Stored entries:
----

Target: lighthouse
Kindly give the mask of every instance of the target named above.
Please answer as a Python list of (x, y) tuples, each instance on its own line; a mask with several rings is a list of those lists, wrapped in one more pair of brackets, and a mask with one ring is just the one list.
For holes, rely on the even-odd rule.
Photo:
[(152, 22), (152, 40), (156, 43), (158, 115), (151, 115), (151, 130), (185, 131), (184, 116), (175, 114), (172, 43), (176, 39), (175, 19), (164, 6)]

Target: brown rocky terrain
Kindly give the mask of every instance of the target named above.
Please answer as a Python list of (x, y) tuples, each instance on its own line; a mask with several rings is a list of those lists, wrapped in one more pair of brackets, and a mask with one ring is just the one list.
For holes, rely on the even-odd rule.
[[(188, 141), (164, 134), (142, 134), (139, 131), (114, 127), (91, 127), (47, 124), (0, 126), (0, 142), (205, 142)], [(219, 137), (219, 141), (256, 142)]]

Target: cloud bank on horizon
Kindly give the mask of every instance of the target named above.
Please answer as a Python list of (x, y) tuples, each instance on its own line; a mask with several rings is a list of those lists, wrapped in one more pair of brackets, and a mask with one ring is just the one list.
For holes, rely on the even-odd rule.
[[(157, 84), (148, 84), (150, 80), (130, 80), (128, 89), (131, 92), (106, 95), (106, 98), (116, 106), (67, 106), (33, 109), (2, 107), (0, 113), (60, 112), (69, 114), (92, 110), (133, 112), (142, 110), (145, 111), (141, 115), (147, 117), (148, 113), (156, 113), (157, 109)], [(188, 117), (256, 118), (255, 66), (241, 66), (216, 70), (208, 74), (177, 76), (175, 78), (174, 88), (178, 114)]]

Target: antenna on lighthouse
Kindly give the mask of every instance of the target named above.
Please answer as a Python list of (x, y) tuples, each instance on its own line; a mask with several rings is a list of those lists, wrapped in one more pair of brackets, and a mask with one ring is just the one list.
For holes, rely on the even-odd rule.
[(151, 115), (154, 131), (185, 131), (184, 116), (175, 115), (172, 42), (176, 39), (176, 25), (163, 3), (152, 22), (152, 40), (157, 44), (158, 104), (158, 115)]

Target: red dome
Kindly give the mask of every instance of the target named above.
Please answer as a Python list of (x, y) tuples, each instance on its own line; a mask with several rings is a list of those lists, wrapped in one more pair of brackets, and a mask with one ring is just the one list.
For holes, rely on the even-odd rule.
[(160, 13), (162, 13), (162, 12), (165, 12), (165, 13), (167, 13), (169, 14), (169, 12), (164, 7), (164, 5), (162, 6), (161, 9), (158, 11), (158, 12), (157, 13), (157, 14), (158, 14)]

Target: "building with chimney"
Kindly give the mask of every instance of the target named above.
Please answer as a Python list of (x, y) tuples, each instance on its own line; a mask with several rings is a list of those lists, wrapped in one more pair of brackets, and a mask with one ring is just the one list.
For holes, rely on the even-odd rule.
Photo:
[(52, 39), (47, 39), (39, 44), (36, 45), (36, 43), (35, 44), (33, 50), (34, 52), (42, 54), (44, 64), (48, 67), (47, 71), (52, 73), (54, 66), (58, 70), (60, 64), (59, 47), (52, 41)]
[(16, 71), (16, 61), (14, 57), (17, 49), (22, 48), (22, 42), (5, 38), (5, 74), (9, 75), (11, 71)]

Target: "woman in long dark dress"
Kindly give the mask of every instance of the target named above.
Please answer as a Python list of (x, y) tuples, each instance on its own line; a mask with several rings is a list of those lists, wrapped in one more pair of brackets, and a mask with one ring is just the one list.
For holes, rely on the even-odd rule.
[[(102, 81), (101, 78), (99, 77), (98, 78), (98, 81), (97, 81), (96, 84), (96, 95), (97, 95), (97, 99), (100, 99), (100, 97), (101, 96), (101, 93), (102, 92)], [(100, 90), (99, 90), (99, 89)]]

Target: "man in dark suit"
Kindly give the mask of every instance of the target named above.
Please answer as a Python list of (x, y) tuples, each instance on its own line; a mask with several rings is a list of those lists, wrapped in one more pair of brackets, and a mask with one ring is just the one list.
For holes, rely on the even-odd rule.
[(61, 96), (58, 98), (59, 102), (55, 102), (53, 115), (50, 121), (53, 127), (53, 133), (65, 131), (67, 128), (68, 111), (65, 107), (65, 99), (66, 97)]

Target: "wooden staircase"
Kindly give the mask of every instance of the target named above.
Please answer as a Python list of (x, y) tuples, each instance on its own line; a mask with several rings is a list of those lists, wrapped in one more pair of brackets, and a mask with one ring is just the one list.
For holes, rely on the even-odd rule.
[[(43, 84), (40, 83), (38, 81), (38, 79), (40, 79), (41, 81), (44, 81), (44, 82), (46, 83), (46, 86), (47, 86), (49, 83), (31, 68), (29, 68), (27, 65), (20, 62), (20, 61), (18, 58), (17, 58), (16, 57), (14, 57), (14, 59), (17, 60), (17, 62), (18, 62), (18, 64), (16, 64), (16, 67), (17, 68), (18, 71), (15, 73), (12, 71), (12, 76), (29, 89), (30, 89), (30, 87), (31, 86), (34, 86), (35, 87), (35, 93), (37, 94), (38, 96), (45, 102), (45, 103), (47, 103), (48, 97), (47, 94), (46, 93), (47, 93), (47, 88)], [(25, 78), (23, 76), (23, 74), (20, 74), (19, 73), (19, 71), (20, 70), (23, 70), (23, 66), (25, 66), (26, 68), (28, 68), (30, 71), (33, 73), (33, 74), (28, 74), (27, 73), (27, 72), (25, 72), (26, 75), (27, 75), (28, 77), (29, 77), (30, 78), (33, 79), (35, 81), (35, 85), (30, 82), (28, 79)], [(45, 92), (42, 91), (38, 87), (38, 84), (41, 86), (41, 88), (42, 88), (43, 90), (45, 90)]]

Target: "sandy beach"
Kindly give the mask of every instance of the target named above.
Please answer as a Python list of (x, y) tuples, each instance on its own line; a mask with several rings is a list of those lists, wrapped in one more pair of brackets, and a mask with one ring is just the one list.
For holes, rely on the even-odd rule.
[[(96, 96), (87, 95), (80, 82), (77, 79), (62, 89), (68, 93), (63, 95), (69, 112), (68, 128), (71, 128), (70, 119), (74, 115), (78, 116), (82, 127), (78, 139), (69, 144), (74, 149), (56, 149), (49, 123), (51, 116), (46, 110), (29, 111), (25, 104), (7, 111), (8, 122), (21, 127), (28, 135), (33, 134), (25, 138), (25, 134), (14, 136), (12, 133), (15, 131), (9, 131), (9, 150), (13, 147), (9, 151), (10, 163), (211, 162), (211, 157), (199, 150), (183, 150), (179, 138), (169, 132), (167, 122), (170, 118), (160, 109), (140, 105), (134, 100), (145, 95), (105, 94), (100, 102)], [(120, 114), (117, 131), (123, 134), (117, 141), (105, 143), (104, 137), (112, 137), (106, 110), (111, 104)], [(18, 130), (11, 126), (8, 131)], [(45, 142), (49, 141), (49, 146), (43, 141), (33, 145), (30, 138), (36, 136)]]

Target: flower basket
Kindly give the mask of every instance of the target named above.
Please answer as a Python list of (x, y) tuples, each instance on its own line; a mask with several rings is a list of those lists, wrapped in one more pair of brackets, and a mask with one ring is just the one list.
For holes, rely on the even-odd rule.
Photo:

----

Return everything from the start of the records down to the line containing "19), (164, 6)]", including both ends, copied verbatim.

Expected answer:
Target: lighthouse
Kindly give the mask of every instance of the target named above.
Please answer as a Python list of (x, y) tuples, each instance on its own line; a mask with several rings is a list of those lists, wrapped in one more pair of brackets, and a mask with one ring is just the one list.
For holes, rely on the even-odd rule.
Photo:
[(152, 22), (152, 40), (156, 43), (158, 115), (151, 115), (151, 130), (185, 131), (184, 116), (175, 114), (172, 43), (176, 39), (175, 19), (164, 6)]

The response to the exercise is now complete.